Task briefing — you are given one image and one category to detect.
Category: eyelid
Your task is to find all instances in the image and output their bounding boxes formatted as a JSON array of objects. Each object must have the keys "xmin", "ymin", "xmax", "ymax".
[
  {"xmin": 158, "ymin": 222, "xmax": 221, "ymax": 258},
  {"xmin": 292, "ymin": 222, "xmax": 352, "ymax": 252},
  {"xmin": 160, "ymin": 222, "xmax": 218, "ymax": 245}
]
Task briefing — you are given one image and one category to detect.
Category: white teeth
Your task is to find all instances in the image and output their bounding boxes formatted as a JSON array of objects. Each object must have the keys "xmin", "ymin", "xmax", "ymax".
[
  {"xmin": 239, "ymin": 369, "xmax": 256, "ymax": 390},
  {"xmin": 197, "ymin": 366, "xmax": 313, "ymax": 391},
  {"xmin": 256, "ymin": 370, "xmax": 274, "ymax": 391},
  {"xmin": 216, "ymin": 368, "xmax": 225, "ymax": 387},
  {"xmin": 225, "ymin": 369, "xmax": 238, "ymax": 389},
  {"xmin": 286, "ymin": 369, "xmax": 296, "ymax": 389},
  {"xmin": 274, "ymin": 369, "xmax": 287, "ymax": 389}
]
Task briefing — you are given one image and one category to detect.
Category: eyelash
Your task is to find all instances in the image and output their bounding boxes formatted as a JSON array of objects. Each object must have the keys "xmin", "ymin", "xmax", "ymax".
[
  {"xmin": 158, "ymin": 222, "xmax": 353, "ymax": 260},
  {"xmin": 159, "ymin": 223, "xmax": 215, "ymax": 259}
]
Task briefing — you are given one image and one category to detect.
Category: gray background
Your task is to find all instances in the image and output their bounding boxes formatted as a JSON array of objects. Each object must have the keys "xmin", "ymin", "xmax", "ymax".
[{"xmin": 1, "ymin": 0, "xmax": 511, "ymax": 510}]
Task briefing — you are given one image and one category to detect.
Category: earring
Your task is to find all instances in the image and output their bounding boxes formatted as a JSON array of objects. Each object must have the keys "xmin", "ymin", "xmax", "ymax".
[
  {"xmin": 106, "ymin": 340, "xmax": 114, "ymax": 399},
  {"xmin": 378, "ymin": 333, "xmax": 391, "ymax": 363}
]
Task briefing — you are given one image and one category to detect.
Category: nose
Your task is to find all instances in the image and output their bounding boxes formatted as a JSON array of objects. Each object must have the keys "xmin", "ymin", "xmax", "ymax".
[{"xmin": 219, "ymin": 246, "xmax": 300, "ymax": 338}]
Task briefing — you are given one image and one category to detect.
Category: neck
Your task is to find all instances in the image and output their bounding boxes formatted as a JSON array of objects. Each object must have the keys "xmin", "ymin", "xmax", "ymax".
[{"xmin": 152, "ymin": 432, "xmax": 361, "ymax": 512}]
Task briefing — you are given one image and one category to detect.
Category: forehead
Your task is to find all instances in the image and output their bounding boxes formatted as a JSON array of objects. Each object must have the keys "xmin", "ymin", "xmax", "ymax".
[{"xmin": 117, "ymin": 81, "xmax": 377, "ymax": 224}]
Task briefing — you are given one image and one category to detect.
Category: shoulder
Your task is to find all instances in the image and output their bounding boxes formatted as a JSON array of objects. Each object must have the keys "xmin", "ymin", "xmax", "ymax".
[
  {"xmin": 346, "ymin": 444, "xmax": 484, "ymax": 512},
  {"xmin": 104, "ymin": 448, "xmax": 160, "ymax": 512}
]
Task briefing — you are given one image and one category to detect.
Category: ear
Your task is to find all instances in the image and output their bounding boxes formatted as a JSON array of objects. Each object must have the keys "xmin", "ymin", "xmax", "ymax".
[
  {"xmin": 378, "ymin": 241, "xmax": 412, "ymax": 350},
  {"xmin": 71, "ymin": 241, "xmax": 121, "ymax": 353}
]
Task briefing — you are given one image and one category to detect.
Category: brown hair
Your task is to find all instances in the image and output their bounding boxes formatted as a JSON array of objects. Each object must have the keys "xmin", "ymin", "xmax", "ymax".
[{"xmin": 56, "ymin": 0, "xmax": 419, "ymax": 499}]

=== EXERCISE REQUIREMENTS ===
Return every entry exactly.

=== SOLUTION TO THIS EXERCISE ===
Task briefing — you are given one image and one category to detect.
Category: eyelid
Your task is to find all instances in the image and output their bounding boxes formatted as a JSON array of objects. Each object must have the keys "xmin", "ymin", "xmax", "ymax".
[
  {"xmin": 158, "ymin": 222, "xmax": 221, "ymax": 258},
  {"xmin": 292, "ymin": 222, "xmax": 352, "ymax": 252},
  {"xmin": 160, "ymin": 222, "xmax": 218, "ymax": 245}
]
Task briefing — you are given one image and one category to detect.
Category: white teeth
Your task is to find all instances in the image and output their bounding boxes formatted as a JSON array of objects. Each object must have the keys "xmin", "ymin", "xmax", "ymax".
[
  {"xmin": 239, "ymin": 369, "xmax": 256, "ymax": 390},
  {"xmin": 197, "ymin": 366, "xmax": 313, "ymax": 391},
  {"xmin": 256, "ymin": 370, "xmax": 274, "ymax": 391},
  {"xmin": 216, "ymin": 368, "xmax": 225, "ymax": 387},
  {"xmin": 225, "ymin": 369, "xmax": 238, "ymax": 389},
  {"xmin": 286, "ymin": 369, "xmax": 296, "ymax": 389},
  {"xmin": 274, "ymin": 369, "xmax": 287, "ymax": 389}
]
Task briefing — you are given one image and one category to detect.
Category: eyelash
Your task is to find all instances in the image and output their bounding boxes formatted as a JSON array of objects. Each object must have the keys "xmin", "ymin", "xmax", "ymax".
[
  {"xmin": 158, "ymin": 222, "xmax": 353, "ymax": 260},
  {"xmin": 159, "ymin": 223, "xmax": 215, "ymax": 259}
]
Task briefing — you are given one image and one category to detect.
Category: gray background
Your task is to find all instances in the image and output their bounding boxes formatted as a JSON array of objects. Each object must have the keys "xmin", "ymin", "xmax", "ymax".
[{"xmin": 1, "ymin": 0, "xmax": 511, "ymax": 510}]
Task briefing — you are given one image and one category to detect.
Category: earring
Your task is to find all instances in the image and output their bounding boxes formatted as a JSON array of objects. Each object must have the keys "xmin", "ymin", "xmax", "ymax".
[
  {"xmin": 106, "ymin": 340, "xmax": 114, "ymax": 399},
  {"xmin": 378, "ymin": 333, "xmax": 391, "ymax": 363}
]
Task briefing — you are given one image and one category to detect.
Category: nose
Your task is to find all instances in the image and output their bounding boxes formatted as a JSON array of objects. Each object must have the keys "xmin", "ymin", "xmax", "ymax".
[{"xmin": 219, "ymin": 246, "xmax": 300, "ymax": 338}]
Task briefing — you are given one image and one category to detect.
Category: neck
Your task is to find all instances in the image and output their bounding boxes formatted as a JSON array of objects. Each object must have the keys "xmin", "ymin", "xmax", "ymax".
[{"xmin": 152, "ymin": 432, "xmax": 361, "ymax": 512}]
Task briefing — you are given one image and one category to detect.
Category: forehead
Your task is to find all instances in the image and output their bounding boxes formatted as a JSON array of objects. Each object must have the keys "xmin", "ymin", "xmax", "ymax".
[{"xmin": 117, "ymin": 81, "xmax": 377, "ymax": 224}]
Task briefing — you are given one image and one category to detect.
Category: shoulder
Your task is to find all instances in the image and output their bounding boxes formatted as a JSON array of objects. Each object must have the keys "xmin", "ymin", "xmax", "ymax".
[
  {"xmin": 346, "ymin": 444, "xmax": 484, "ymax": 512},
  {"xmin": 104, "ymin": 448, "xmax": 160, "ymax": 512}
]
Task briefing — you are given one image and one category to detect.
Category: ear
Your task is to find all instances in the image and output their bounding boxes formatted as a JSON array of objects. Each object must have the keys "xmin", "ymin", "xmax", "ymax".
[
  {"xmin": 378, "ymin": 241, "xmax": 412, "ymax": 350},
  {"xmin": 71, "ymin": 241, "xmax": 121, "ymax": 353}
]
Task briefing — you are given one image and one category to detect.
Category: brown hair
Your task is to find all instances in the image and output their bounding boxes formatted as a JSON array of objects. Each object must have the keys "xmin", "ymin", "xmax", "ymax".
[{"xmin": 56, "ymin": 0, "xmax": 419, "ymax": 499}]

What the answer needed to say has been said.